▼

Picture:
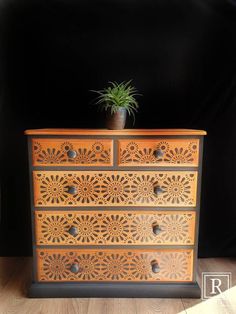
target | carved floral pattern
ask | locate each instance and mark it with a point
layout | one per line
(115, 228)
(115, 188)
(183, 152)
(87, 153)
(123, 265)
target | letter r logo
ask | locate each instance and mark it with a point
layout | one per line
(214, 284)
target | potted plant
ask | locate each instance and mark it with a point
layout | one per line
(117, 100)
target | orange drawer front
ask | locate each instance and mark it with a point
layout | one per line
(60, 265)
(77, 152)
(154, 152)
(115, 228)
(115, 188)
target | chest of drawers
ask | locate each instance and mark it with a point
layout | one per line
(115, 213)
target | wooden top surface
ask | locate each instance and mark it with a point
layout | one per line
(115, 132)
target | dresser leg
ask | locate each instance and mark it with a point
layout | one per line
(114, 290)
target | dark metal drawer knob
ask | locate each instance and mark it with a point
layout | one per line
(72, 190)
(158, 190)
(158, 153)
(155, 268)
(71, 153)
(74, 268)
(156, 229)
(73, 231)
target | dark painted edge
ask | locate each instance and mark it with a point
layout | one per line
(114, 290)
(34, 268)
(199, 187)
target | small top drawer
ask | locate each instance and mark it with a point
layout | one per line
(158, 152)
(62, 151)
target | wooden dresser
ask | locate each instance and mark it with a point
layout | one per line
(115, 212)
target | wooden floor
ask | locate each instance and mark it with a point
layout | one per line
(15, 278)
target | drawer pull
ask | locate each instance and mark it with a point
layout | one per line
(71, 153)
(73, 231)
(74, 268)
(72, 190)
(158, 190)
(158, 153)
(156, 229)
(155, 267)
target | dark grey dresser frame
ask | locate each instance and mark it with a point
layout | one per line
(116, 289)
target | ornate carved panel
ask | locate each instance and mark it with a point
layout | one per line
(80, 152)
(119, 265)
(115, 228)
(163, 152)
(115, 188)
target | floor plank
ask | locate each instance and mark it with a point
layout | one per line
(15, 276)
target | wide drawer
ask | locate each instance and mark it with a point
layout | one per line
(158, 152)
(119, 265)
(79, 152)
(114, 228)
(115, 188)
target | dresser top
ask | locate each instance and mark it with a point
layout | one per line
(115, 132)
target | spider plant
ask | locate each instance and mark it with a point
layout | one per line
(117, 97)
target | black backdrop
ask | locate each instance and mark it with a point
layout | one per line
(181, 57)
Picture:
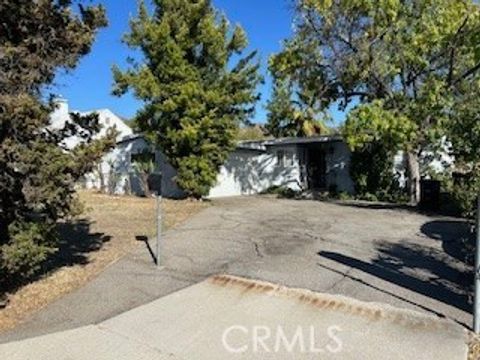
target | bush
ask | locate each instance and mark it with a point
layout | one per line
(371, 169)
(464, 192)
(29, 246)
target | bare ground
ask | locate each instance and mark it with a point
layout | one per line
(105, 233)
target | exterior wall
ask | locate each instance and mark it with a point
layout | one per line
(249, 172)
(338, 167)
(126, 180)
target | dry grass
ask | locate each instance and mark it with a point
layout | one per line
(107, 234)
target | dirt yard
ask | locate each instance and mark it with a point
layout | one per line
(107, 231)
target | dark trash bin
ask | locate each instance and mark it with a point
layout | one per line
(429, 194)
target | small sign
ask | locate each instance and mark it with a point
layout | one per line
(155, 183)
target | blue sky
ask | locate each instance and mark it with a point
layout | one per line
(267, 23)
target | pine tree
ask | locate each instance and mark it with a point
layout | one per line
(195, 96)
(37, 173)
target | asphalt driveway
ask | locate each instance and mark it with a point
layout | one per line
(371, 253)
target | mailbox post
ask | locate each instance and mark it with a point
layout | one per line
(155, 186)
(476, 303)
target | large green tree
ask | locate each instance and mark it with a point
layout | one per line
(196, 87)
(404, 63)
(37, 171)
(295, 109)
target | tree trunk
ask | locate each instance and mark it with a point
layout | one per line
(413, 169)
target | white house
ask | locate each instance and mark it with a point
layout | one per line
(315, 163)
(254, 166)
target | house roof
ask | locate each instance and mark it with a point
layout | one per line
(261, 145)
(304, 140)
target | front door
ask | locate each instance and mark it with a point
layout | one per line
(316, 168)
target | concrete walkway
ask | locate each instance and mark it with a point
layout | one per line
(234, 318)
(371, 254)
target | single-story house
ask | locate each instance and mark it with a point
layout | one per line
(313, 163)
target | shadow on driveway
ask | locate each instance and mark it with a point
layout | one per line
(442, 274)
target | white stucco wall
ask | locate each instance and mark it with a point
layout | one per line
(338, 168)
(127, 179)
(249, 172)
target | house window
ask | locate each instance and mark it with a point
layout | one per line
(142, 157)
(285, 158)
(280, 157)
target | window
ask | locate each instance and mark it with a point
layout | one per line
(285, 158)
(142, 157)
(280, 157)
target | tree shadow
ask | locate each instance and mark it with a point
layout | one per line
(76, 242)
(425, 270)
(457, 237)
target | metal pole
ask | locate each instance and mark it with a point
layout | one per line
(476, 306)
(159, 227)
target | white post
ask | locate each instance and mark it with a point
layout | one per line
(159, 227)
(476, 305)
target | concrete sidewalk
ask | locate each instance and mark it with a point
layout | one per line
(228, 317)
(388, 256)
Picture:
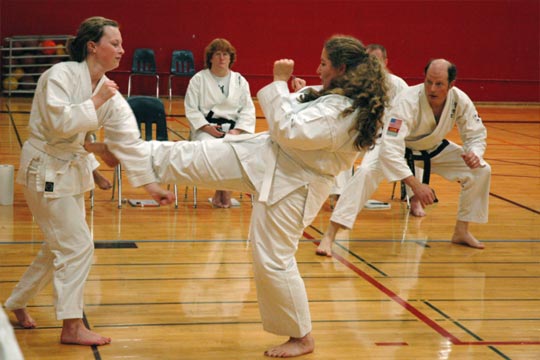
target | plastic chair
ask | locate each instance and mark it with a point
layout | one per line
(148, 110)
(182, 64)
(144, 64)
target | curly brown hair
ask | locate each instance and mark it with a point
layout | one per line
(364, 81)
(90, 29)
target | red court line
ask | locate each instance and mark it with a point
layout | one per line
(417, 313)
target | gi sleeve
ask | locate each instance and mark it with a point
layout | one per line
(122, 137)
(392, 151)
(311, 128)
(471, 129)
(63, 118)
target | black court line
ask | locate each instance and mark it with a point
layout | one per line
(514, 132)
(115, 245)
(95, 350)
(433, 324)
(363, 261)
(515, 203)
(513, 162)
(510, 121)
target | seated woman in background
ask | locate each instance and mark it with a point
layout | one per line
(218, 102)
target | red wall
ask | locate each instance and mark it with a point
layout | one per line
(495, 43)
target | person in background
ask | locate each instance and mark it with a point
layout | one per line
(72, 99)
(218, 102)
(367, 176)
(290, 170)
(414, 136)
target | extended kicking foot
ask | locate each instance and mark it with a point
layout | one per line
(24, 319)
(101, 181)
(293, 347)
(467, 239)
(416, 208)
(74, 332)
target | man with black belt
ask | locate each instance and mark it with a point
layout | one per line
(419, 121)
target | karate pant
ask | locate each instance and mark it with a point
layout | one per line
(475, 183)
(9, 348)
(65, 256)
(274, 234)
(358, 190)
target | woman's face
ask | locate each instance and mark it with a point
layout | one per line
(220, 60)
(108, 49)
(326, 70)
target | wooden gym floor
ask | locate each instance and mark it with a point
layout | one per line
(177, 283)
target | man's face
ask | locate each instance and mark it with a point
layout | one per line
(436, 84)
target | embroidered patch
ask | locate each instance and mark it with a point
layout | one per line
(49, 186)
(393, 127)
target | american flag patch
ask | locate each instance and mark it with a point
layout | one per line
(393, 127)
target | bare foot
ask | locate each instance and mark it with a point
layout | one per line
(467, 239)
(102, 182)
(226, 199)
(416, 208)
(293, 347)
(325, 247)
(24, 319)
(74, 332)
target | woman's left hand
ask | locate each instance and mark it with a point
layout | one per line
(283, 69)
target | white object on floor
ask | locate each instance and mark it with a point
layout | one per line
(377, 205)
(234, 202)
(143, 203)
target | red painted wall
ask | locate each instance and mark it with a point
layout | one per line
(495, 43)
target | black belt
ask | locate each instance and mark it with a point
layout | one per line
(219, 121)
(425, 157)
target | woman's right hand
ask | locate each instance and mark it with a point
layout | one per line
(162, 196)
(107, 91)
(297, 84)
(283, 69)
(213, 130)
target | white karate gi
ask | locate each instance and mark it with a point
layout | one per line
(9, 347)
(290, 169)
(413, 125)
(367, 177)
(56, 171)
(203, 95)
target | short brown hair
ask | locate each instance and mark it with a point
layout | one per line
(219, 45)
(90, 29)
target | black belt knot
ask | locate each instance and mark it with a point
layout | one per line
(425, 156)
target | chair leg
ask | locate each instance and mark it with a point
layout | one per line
(170, 95)
(175, 196)
(129, 85)
(119, 177)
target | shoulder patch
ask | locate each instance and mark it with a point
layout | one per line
(394, 126)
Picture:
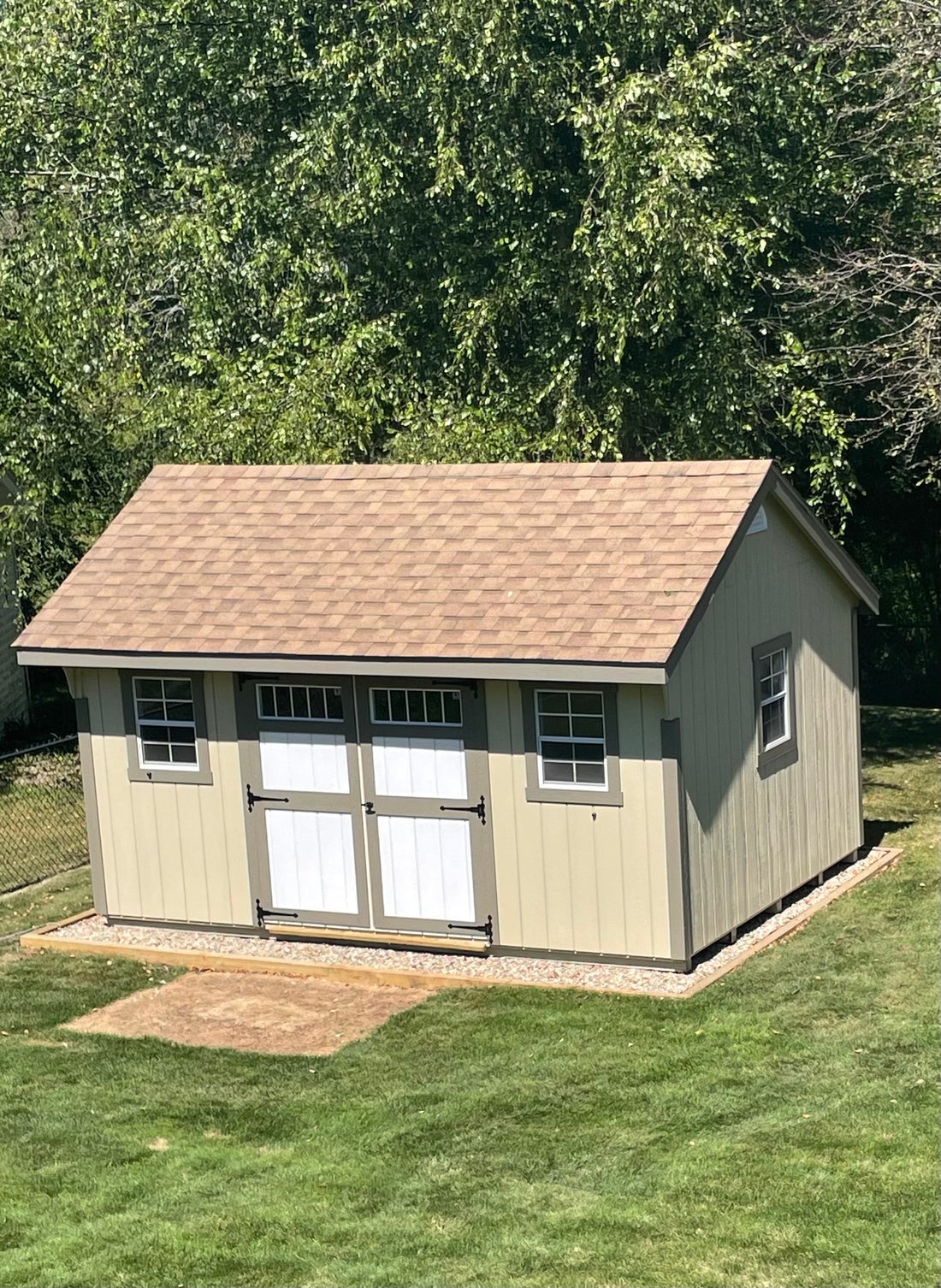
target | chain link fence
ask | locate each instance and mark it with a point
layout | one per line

▲

- [STATED TASK]
Omit the pictures and print again exactly the lines from the one with "target | karate pant" through the final line of the entries, both ends included.

- [RESULT OF THE TASK]
target | karate pant
ask | locate each instance and mark it with a point
layout | one per line
(475, 183)
(9, 348)
(65, 256)
(274, 234)
(358, 190)
target | woman's face
ask | locate each instance and mark it with a point
layout | one per line
(220, 60)
(108, 49)
(326, 70)
target | wooden gym floor
ask | locate each instance and mark it with a point
layout | one per line
(177, 283)
target | man's face
ask | locate each instance and mark it with a point
layout | one per line
(436, 84)
target | embroidered patch
ask | locate each instance and mark it with a point
layout | one per line
(49, 186)
(393, 127)
target | american flag patch
ask | locate each instance and mark it with a point
layout | one per line
(393, 127)
target | bare foot
ask | locate each instance and mark it with a point
layout | one per line
(467, 239)
(102, 182)
(226, 199)
(416, 208)
(293, 347)
(325, 247)
(24, 319)
(74, 332)
target | woman's left hand
ask | locate each instance and mark it with a point
layout | one per line
(283, 69)
target | white object on floor
ask | locate each instance and mark it with a point
layout | one per line
(377, 205)
(234, 202)
(143, 203)
target | red painted wall
ask | locate each instance and mark it with a point
layout | one per line
(495, 43)
target | black belt
ask | locate each instance and mark it with a point
layout | one per line
(219, 121)
(425, 157)
target | woman's right hand
ask | locate each instance and mark it with a point
layout | one per line
(162, 196)
(107, 91)
(297, 84)
(283, 69)
(213, 130)
target | white karate gi
ask | locate each instance and mark it with a point
layout | one per line
(9, 347)
(290, 169)
(413, 125)
(367, 177)
(56, 171)
(203, 95)
target | short brown hair
ask | locate each instance and mark it with a point
layout | one per line
(219, 45)
(90, 29)
target | black belt knot
ask | locate each instance and mark it with a point
layout | one per line
(425, 156)
target | chair leg
ask | locate each instance and mark it with a point
layout | one per line
(170, 95)
(175, 196)
(129, 85)
(119, 177)
target | shoulder patch
ask | locate each instance and mark it with a point
layout | one per line
(394, 126)
Picture:
target | chain link fence
ask | locate each instance and mark it with a point
layout | one per line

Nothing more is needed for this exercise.